* Start SUPPLIED MATERIAL *

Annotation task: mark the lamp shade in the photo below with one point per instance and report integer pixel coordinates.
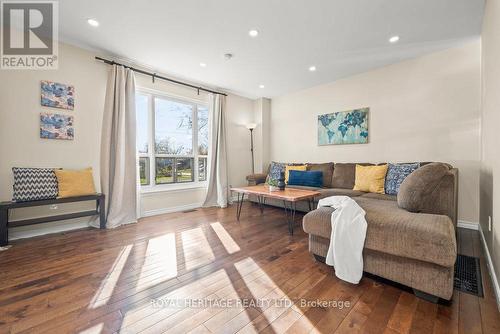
(251, 126)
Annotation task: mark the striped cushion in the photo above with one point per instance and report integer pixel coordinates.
(32, 184)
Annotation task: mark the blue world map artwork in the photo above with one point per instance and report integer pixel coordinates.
(345, 127)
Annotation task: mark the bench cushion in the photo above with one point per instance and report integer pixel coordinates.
(34, 184)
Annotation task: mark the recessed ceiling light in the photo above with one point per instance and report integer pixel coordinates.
(93, 23)
(394, 39)
(253, 33)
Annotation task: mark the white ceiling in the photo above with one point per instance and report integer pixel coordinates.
(339, 37)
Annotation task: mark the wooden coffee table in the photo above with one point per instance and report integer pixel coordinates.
(289, 196)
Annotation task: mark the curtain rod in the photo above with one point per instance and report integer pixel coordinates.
(154, 76)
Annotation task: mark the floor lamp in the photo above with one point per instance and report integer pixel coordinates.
(250, 127)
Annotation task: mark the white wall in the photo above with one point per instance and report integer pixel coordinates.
(425, 109)
(21, 145)
(490, 161)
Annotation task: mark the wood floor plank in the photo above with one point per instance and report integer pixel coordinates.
(93, 281)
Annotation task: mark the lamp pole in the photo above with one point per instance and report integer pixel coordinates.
(250, 127)
(251, 150)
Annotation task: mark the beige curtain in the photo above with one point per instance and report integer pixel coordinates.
(118, 148)
(217, 194)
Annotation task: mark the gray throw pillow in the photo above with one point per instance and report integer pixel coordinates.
(396, 173)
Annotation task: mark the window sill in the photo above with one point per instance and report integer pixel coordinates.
(151, 190)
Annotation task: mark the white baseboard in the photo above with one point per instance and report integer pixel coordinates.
(491, 268)
(468, 225)
(23, 232)
(179, 208)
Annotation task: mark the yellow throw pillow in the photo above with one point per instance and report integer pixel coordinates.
(73, 183)
(288, 168)
(370, 178)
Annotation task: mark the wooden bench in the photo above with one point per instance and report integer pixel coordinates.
(6, 206)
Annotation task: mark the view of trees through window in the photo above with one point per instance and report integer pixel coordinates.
(168, 130)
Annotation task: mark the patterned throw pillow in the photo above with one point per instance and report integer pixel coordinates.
(32, 184)
(396, 174)
(277, 168)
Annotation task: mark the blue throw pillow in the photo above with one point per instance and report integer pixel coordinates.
(313, 178)
(396, 173)
(275, 170)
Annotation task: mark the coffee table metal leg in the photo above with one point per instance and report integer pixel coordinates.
(261, 200)
(239, 204)
(290, 215)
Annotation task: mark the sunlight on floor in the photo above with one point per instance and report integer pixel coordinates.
(197, 250)
(160, 261)
(97, 329)
(109, 283)
(226, 239)
(134, 319)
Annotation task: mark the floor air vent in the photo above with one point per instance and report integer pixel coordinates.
(468, 275)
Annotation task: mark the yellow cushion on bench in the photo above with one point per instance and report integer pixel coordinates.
(73, 183)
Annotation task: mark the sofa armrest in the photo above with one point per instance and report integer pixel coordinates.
(254, 179)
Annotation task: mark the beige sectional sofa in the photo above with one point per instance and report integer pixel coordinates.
(410, 237)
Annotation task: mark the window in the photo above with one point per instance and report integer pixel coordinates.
(172, 140)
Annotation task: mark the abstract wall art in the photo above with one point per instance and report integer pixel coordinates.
(345, 127)
(57, 95)
(56, 126)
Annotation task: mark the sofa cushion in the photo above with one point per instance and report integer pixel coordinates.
(384, 197)
(327, 169)
(288, 168)
(396, 173)
(344, 175)
(339, 192)
(395, 231)
(418, 186)
(370, 178)
(311, 178)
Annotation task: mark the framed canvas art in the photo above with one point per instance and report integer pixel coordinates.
(345, 127)
(57, 95)
(56, 126)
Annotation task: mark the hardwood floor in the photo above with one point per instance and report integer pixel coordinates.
(92, 281)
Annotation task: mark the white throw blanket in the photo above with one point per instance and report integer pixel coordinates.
(345, 253)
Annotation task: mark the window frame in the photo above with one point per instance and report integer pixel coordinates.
(152, 155)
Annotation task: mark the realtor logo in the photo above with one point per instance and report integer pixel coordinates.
(29, 34)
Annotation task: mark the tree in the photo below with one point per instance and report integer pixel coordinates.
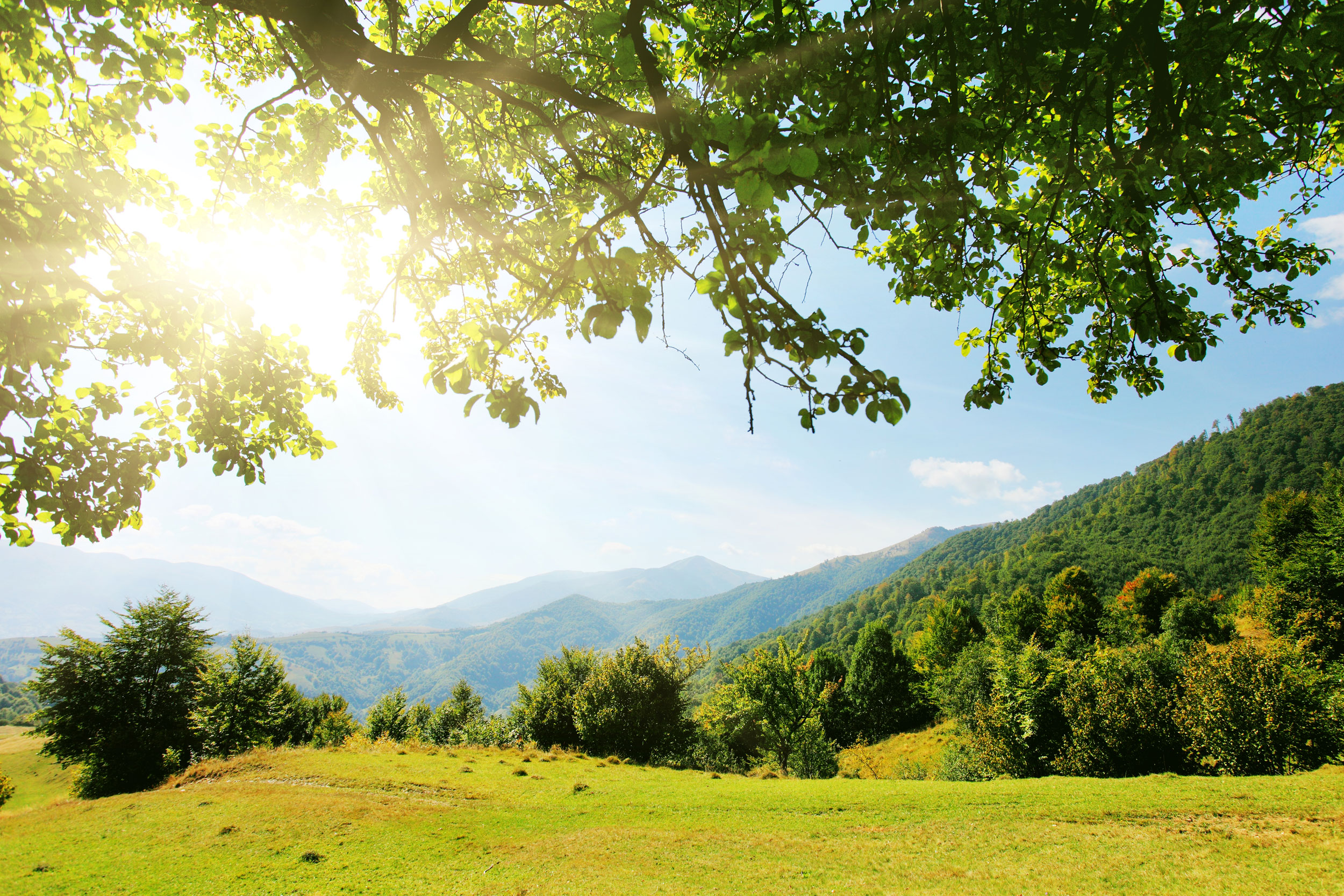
(1031, 159)
(117, 708)
(1071, 605)
(780, 693)
(240, 699)
(1147, 597)
(633, 703)
(1297, 558)
(457, 714)
(388, 718)
(545, 712)
(882, 685)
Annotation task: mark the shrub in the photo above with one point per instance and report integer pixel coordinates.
(388, 718)
(1071, 605)
(116, 707)
(882, 687)
(633, 703)
(240, 699)
(1020, 728)
(1192, 618)
(545, 712)
(1253, 711)
(813, 752)
(1120, 708)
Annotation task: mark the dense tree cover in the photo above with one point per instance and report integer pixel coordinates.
(152, 698)
(17, 707)
(631, 703)
(1192, 513)
(1031, 162)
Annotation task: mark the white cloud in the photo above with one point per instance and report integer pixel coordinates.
(979, 481)
(1327, 230)
(257, 524)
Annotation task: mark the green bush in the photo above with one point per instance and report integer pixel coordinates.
(388, 718)
(813, 752)
(545, 712)
(1120, 708)
(633, 703)
(1020, 730)
(1259, 711)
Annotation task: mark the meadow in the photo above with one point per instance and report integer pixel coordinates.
(410, 820)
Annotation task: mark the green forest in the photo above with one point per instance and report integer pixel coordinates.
(1183, 618)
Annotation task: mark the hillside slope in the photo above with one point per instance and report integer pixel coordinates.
(1191, 512)
(363, 665)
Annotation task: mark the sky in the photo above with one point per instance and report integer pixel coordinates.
(648, 460)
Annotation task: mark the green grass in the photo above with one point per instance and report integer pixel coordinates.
(38, 781)
(414, 822)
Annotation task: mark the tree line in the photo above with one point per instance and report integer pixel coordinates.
(1052, 680)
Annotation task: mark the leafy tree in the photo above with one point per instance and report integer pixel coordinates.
(1299, 562)
(545, 712)
(633, 703)
(784, 700)
(828, 676)
(240, 699)
(1194, 618)
(949, 629)
(455, 715)
(1147, 597)
(1073, 605)
(388, 718)
(882, 685)
(1120, 707)
(1031, 159)
(117, 707)
(1259, 711)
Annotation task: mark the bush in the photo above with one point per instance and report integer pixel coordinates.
(116, 707)
(1192, 618)
(1120, 708)
(1253, 711)
(388, 718)
(813, 754)
(1020, 730)
(545, 712)
(633, 703)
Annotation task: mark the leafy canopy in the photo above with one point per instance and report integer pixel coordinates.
(1039, 163)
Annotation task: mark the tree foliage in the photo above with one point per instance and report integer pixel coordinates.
(1031, 164)
(117, 708)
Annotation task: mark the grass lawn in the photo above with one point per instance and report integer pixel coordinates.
(378, 821)
(37, 779)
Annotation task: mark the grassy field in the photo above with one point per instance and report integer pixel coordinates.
(482, 821)
(38, 781)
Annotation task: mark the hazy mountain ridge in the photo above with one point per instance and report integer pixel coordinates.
(494, 658)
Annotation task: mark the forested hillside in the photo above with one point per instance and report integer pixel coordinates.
(1190, 512)
(494, 658)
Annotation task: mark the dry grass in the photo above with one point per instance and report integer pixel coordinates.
(388, 822)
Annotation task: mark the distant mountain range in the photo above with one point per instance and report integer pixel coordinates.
(370, 655)
(363, 665)
(46, 589)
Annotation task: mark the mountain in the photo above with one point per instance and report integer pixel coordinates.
(683, 579)
(1190, 512)
(49, 587)
(363, 665)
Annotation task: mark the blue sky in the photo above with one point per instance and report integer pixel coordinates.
(648, 460)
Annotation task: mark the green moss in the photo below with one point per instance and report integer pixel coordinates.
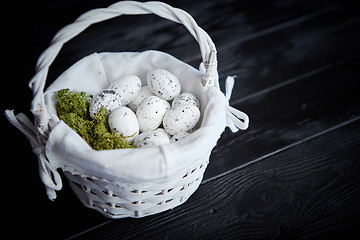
(73, 108)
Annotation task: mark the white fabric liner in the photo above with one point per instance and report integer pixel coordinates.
(66, 149)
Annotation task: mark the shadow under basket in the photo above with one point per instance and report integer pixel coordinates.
(115, 201)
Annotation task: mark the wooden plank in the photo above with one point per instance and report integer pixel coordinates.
(311, 190)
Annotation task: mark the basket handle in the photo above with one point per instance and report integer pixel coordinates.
(37, 83)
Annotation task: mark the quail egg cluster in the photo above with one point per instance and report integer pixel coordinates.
(155, 114)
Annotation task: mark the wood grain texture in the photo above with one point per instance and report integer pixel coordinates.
(303, 184)
(292, 175)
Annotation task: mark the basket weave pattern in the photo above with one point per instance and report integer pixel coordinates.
(115, 201)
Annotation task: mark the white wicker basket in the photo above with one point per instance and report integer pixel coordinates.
(116, 199)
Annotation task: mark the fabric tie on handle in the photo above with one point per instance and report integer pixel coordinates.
(235, 119)
(48, 174)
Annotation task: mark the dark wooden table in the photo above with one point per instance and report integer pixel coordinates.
(294, 174)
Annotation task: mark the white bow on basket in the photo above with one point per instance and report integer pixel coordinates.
(235, 119)
(48, 174)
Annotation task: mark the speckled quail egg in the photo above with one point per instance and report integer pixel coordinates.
(179, 136)
(150, 113)
(185, 98)
(182, 118)
(145, 91)
(151, 138)
(163, 84)
(108, 99)
(123, 121)
(128, 87)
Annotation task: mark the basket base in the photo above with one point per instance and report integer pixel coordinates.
(114, 201)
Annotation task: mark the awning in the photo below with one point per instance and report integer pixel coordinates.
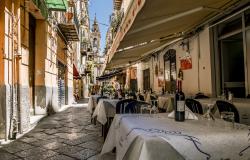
(75, 72)
(109, 75)
(69, 31)
(149, 20)
(57, 5)
(127, 57)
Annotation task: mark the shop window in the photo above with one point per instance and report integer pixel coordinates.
(170, 70)
(230, 26)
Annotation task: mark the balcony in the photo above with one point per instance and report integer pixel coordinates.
(38, 9)
(84, 47)
(69, 25)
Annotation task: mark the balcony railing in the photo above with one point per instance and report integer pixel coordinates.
(116, 22)
(41, 5)
(69, 25)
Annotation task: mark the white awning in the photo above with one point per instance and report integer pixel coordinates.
(153, 20)
(130, 56)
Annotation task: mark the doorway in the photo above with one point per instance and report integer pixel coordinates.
(146, 79)
(32, 39)
(170, 70)
(61, 84)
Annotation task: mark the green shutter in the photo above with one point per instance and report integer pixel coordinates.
(57, 5)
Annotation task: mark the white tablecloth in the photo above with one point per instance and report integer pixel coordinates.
(242, 105)
(105, 108)
(147, 137)
(92, 103)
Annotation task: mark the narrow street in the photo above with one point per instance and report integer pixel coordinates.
(64, 136)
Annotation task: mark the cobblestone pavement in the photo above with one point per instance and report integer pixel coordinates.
(64, 136)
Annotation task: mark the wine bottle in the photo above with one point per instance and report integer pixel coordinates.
(179, 103)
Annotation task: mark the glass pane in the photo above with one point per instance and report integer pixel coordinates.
(233, 69)
(230, 26)
(167, 70)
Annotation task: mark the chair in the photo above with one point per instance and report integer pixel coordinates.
(120, 106)
(224, 106)
(97, 100)
(141, 97)
(102, 97)
(194, 106)
(200, 96)
(135, 107)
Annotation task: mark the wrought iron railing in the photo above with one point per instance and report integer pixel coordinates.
(42, 6)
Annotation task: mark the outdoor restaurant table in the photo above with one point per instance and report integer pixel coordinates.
(105, 108)
(155, 136)
(92, 102)
(166, 102)
(242, 105)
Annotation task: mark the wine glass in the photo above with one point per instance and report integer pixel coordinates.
(228, 116)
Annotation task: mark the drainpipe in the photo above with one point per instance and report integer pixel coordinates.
(199, 54)
(15, 90)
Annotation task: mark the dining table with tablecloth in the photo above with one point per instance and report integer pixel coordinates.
(242, 105)
(92, 103)
(156, 136)
(104, 109)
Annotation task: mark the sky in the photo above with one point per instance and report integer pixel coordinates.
(103, 9)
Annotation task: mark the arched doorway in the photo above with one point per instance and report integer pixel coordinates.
(170, 70)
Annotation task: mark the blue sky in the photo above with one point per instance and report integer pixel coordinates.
(102, 9)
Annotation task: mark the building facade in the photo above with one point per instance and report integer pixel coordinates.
(203, 49)
(38, 43)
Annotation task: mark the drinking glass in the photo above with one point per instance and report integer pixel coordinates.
(228, 116)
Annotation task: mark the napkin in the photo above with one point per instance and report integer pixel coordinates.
(188, 114)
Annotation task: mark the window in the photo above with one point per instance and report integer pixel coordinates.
(231, 68)
(170, 70)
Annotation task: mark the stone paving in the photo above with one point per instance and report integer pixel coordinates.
(64, 136)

* End SUPPLIED MATERIAL *

**TASK REQUIREMENTS:**
Return the lines beginning at the one that contains "Annotation task: mark the drinking" and continuing through the last line of the data, exactly as they stand and without any others.

**WORKED SOLUTION:**
Annotation task: mark the drinking glass in the photo above with one point per instance and report integer pixel coordinates.
(228, 116)
Annotation task: mark the napkin in the photo above with one point per instance and report integer pixel coordinates.
(188, 114)
Annotation task: mark the window in the photo above with one point per instance and report integer pixel coordinates.
(231, 68)
(170, 70)
Annotation task: mark the stone paving in the photo above with one point per instance and report integer pixel coordinates.
(64, 136)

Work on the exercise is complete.